Written instruction
Rewrite the rows below with "Example" changed to "Sample" and everything else left as it is. Don't include the pictures.
——
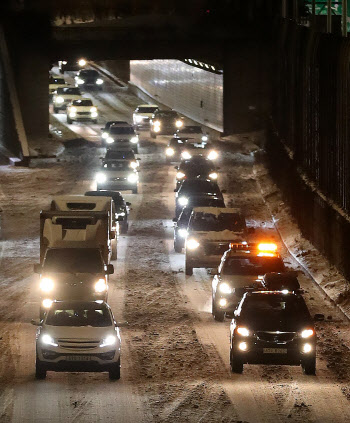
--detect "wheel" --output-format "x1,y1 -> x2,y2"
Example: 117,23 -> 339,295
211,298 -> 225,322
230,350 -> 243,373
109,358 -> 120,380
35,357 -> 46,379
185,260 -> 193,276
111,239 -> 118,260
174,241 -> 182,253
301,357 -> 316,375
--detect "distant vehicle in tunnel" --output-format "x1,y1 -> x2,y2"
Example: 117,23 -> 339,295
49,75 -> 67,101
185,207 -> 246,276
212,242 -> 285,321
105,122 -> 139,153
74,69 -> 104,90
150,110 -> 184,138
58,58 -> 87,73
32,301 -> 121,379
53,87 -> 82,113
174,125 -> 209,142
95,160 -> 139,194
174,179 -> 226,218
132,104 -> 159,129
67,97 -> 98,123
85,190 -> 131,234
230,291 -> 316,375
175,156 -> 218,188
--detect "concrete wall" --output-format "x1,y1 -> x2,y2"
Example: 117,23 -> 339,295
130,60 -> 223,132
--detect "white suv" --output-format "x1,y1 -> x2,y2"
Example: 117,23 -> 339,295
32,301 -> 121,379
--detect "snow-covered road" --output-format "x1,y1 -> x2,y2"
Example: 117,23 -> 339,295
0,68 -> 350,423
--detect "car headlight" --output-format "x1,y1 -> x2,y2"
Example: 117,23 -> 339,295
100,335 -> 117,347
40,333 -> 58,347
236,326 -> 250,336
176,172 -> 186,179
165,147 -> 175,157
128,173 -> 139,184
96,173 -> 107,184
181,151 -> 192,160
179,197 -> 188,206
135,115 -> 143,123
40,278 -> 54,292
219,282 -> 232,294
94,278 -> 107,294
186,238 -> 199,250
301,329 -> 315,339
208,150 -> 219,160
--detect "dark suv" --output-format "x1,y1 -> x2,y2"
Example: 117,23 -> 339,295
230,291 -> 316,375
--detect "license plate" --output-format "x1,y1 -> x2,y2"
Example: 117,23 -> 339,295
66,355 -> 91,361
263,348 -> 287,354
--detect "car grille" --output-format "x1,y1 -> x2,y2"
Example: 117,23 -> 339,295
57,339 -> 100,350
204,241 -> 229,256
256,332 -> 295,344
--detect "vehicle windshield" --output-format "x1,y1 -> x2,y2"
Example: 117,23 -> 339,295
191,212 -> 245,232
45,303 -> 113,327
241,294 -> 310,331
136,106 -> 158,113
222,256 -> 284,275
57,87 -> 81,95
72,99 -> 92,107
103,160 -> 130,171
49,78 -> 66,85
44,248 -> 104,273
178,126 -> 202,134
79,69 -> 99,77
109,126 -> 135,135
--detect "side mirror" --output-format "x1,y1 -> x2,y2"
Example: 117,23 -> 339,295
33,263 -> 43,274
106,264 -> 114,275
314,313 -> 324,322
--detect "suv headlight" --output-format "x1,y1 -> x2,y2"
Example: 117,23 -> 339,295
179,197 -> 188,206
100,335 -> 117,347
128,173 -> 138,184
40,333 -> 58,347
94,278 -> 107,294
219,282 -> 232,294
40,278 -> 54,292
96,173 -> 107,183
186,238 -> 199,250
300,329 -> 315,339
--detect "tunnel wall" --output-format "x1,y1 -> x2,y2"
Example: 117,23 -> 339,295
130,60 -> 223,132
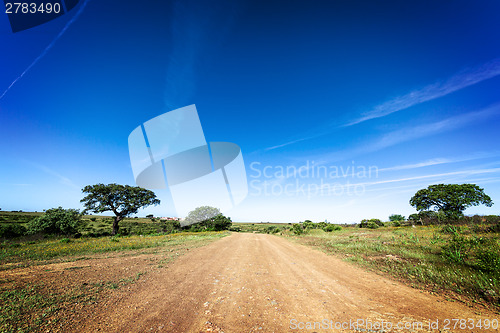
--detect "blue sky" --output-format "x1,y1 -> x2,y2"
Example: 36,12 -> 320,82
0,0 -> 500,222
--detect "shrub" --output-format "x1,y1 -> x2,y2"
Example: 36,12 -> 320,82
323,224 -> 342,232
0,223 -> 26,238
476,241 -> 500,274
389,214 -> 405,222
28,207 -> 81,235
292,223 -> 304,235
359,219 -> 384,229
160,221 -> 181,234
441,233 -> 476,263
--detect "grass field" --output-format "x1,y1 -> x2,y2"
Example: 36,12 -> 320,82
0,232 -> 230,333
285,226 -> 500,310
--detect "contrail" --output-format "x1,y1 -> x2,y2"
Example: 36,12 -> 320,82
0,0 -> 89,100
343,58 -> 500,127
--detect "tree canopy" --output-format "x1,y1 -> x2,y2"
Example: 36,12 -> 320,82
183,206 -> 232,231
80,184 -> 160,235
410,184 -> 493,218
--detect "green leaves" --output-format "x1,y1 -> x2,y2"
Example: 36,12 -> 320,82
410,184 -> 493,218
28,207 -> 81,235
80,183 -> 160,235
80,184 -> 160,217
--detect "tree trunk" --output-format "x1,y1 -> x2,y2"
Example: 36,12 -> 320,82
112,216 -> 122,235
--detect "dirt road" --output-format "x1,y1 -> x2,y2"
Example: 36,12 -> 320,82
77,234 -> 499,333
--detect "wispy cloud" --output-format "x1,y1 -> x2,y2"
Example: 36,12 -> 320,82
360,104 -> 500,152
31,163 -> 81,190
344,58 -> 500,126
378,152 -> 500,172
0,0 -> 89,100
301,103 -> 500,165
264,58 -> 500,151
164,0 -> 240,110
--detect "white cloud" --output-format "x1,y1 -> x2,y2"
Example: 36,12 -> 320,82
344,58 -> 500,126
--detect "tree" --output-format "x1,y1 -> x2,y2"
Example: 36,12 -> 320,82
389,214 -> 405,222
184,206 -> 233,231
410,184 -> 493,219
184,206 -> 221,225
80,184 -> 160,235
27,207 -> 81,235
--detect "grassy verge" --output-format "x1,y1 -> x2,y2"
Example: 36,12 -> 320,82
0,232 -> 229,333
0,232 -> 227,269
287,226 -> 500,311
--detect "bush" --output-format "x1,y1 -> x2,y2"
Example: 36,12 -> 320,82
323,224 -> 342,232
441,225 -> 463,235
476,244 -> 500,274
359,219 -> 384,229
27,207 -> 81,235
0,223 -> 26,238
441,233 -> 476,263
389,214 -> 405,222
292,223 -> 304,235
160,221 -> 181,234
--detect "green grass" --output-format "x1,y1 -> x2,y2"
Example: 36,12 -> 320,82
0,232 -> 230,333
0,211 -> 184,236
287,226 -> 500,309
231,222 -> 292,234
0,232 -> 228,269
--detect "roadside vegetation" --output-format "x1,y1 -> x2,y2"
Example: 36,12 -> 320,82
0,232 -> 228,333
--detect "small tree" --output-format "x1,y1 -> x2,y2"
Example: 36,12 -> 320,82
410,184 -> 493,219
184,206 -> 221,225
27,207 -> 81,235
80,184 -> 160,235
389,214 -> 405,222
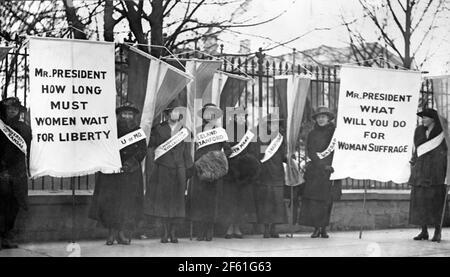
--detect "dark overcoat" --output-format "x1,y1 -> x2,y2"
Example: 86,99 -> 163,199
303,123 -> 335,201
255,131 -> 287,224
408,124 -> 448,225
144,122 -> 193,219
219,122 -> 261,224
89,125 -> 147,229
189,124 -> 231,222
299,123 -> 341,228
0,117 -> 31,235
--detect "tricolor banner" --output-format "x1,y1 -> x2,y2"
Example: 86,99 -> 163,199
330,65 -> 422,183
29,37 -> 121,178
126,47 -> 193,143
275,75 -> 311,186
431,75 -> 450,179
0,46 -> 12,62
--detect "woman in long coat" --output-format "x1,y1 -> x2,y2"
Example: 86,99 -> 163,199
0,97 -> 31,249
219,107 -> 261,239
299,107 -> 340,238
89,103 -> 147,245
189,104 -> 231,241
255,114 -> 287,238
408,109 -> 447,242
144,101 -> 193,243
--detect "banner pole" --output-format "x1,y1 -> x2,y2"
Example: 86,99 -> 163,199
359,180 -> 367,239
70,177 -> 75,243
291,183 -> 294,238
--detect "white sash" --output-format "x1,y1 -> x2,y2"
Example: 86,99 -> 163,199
——
Result below
--detect "wheel" --output-format "x1,y1 -> x2,y2"
Sample: 117,23 -> 339,295
211,298 -> 225,322
230,350 -> 243,373
109,358 -> 120,380
35,357 -> 46,379
185,260 -> 193,276
111,239 -> 118,260
174,241 -> 182,253
301,357 -> 316,375
--detect "distant vehicle in tunnel" --output-format "x1,y1 -> x2,y2"
Sample: 117,23 -> 339,295
49,75 -> 67,101
185,207 -> 246,276
212,242 -> 285,321
105,122 -> 139,153
74,69 -> 104,90
150,110 -> 184,138
58,58 -> 87,73
32,301 -> 121,379
53,87 -> 82,113
174,125 -> 209,142
95,160 -> 139,194
174,179 -> 226,218
132,104 -> 159,129
67,97 -> 98,123
85,190 -> 131,234
230,291 -> 316,375
175,156 -> 218,188
--detect "concrete wall" --output-format "x1,y1 -> x2,y2"
Sample: 117,23 -> 339,295
130,60 -> 223,132
--detect "white suv" --output-format "x1,y1 -> x2,y2"
Sample: 117,23 -> 339,295
32,301 -> 121,379
--detect "snow-covered road" --output-format "x1,y1 -> x2,y2"
Sample: 117,23 -> 339,295
0,68 -> 350,423
--detect "car headlight" --output-format "x1,y1 -> x2,y2"
Sample: 117,23 -> 339,295
100,335 -> 117,347
40,333 -> 58,347
236,326 -> 250,336
176,172 -> 186,179
165,147 -> 175,157
128,173 -> 139,184
96,173 -> 107,184
181,151 -> 192,160
179,197 -> 188,206
135,115 -> 143,123
40,278 -> 54,292
219,282 -> 232,294
94,278 -> 107,294
186,238 -> 199,250
301,329 -> 315,339
208,150 -> 219,160
--detect "dark suv" --output-format "x1,y1 -> x2,y2"
Sample: 117,23 -> 339,295
230,291 -> 316,375
--detect "license plate" --output-format "x1,y1 -> x2,y2"
Sample: 117,23 -> 339,295
66,355 -> 91,361
263,348 -> 287,354
--detect "car grille" --output-format "x1,y1 -> x2,y2"
Sample: 117,23 -> 339,295
57,339 -> 100,350
204,241 -> 229,256
256,332 -> 295,344
--detect "vehicle windshield" --output-format "x1,y1 -> x2,y2"
Sample: 117,23 -> 339,295
191,212 -> 245,232
45,303 -> 113,327
241,294 -> 310,331
136,106 -> 158,113
222,256 -> 284,275
57,87 -> 81,95
72,99 -> 92,107
103,160 -> 130,171
49,78 -> 66,85
44,248 -> 104,273
178,126 -> 202,134
79,69 -> 99,77
109,126 -> 135,135
--detect "side mirror" --output-format "x1,y1 -> x2,y2"
Sample: 117,23 -> 339,295
33,263 -> 43,274
106,264 -> 114,275
314,313 -> 324,322
--detect "suv headlight" --output-format "x1,y1 -> x2,y2"
Sample: 117,23 -> 339,295
179,197 -> 188,206
100,335 -> 117,347
128,173 -> 138,184
40,333 -> 58,347
94,278 -> 107,294
219,282 -> 232,294
40,278 -> 54,292
96,173 -> 107,183
186,238 -> 199,250
300,329 -> 315,339
--detect "tunnel wall" --output-format "x1,y1 -> x2,y2"
Sample: 117,23 -> 339,295
130,60 -> 223,132
--detect "blue sky" --output-format "x1,y1 -> x2,y2"
Sample: 36,12 -> 320,82
0,0 -> 500,222
--detect "shrub" --output-format "x1,y1 -> x2,y2"
Sample: 36,12 -> 320,82
323,224 -> 342,232
0,223 -> 26,238
476,241 -> 500,274
389,214 -> 405,222
28,207 -> 81,235
292,223 -> 304,235
359,219 -> 384,229
160,221 -> 181,234
441,233 -> 476,263
--detect "grass field" --output-format "x1,y1 -> x2,y2"
Sample: 36,12 -> 320,82
0,232 -> 230,333
285,226 -> 500,310
--detect "contrail" --output-format "x1,y1 -> x2,y2"
Sample: 36,12 -> 320,82
0,0 -> 89,100
343,58 -> 500,127
--detect "tree canopy" --output-format "x1,y1 -> x2,y2"
Sample: 36,12 -> 320,82
183,206 -> 232,231
80,184 -> 160,235
410,184 -> 493,218
--detect "green leaves" --output-format "x1,y1 -> x2,y2"
Sample: 36,12 -> 320,82
410,184 -> 493,218
28,207 -> 81,235
80,183 -> 160,235
80,184 -> 160,217
--detect "tree trunk" --output-format "x1,y1 -> x2,y2"
Sample: 36,12 -> 320,82
112,216 -> 122,235
--detect "dirt road" --output-format "x1,y1 -> x2,y2"
Sample: 36,12 -> 320,82
77,234 -> 499,333
--detect "wispy cloud" --output-format "x1,y1 -> x2,y2"
Sample: 36,12 -> 320,82
360,104 -> 500,152
31,163 -> 81,190
344,58 -> 500,126
378,152 -> 500,172
0,0 -> 89,100
301,103 -> 500,165
264,58 -> 500,151
164,0 -> 240,110
--detect "white cloud" --output-format "x1,y1 -> x2,y2"
Sample: 36,12 -> 320,82
344,58 -> 500,126
--detect "tree" --output-format "x1,y1 -> x2,y2"
Sample: 36,12 -> 320,82
389,214 -> 405,222
184,206 -> 233,231
410,184 -> 493,219
184,206 -> 221,225
80,184 -> 160,235
27,207 -> 81,235
--detect "grassy verge" --output-format "x1,y1 -> x2,y2"
Sample: 36,12 -> 320,82
0,232 -> 229,333
0,232 -> 227,269
287,226 -> 500,311
--detect "bush" --output-format "x1,y1 -> x2,y2"
Sample: 36,12 -> 320,82
323,224 -> 342,232
441,225 -> 463,235
476,244 -> 500,274
359,219 -> 384,229
27,207 -> 81,235
0,223 -> 26,238
441,233 -> 476,263
389,214 -> 405,222
292,223 -> 304,235
160,221 -> 181,234
--detect "green grass" --output-format "x1,y1 -> x2,y2"
Sample: 36,12 -> 320,82
0,232 -> 230,333
0,211 -> 184,236
287,226 -> 500,309
231,222 -> 292,234
0,232 -> 228,269
--detect "roadside vegetation" --output-format "x1,y1 -> x2,y2"
Sample: 36,12 -> 320,82
0,232 -> 228,333
--detect "small tree" --output-format "x1,y1 -> x2,y2"
Sample: 36,12 -> 320,82
410,184 -> 493,219
184,206 -> 221,225
27,207 -> 81,235
80,184 -> 160,235
389,214 -> 405,222
--detect "dark overcoat" --output-format "x1,y1 -> x2,y2"
Sample: 86,99 -> 163,199
303,123 -> 335,201
255,131 -> 287,224
408,124 -> 448,225
144,122 -> 193,219
219,122 -> 261,224
89,125 -> 147,229
189,124 -> 231,222
299,123 -> 341,228
0,117 -> 31,235
--detect "tricolor banner" --output-format "x1,y1 -> x2,y2"
Sample: 86,99 -> 163,199
330,65 -> 422,183
29,37 -> 121,178
126,47 -> 193,143
275,75 -> 311,186
431,75 -> 450,179
0,46 -> 12,62
--detect "woman in long coat" --output-format "x1,y1 -> x2,y2"
Sample: 86,99 -> 163,199
0,97 -> 31,249
219,107 -> 261,239
299,107 -> 340,238
89,103 -> 147,245
189,104 -> 231,241
255,114 -> 287,238
408,109 -> 447,242
144,101 -> 193,243
--detect "banner pole" --output-format "x1,y1 -> x2,y2"
Sample: 86,99 -> 163,199
359,180 -> 367,239
70,177 -> 75,243
291,183 -> 294,238
--detect "white sash" --output-format "x1,y1 -> x2,y2"
Sample: 86,99 -> 163,199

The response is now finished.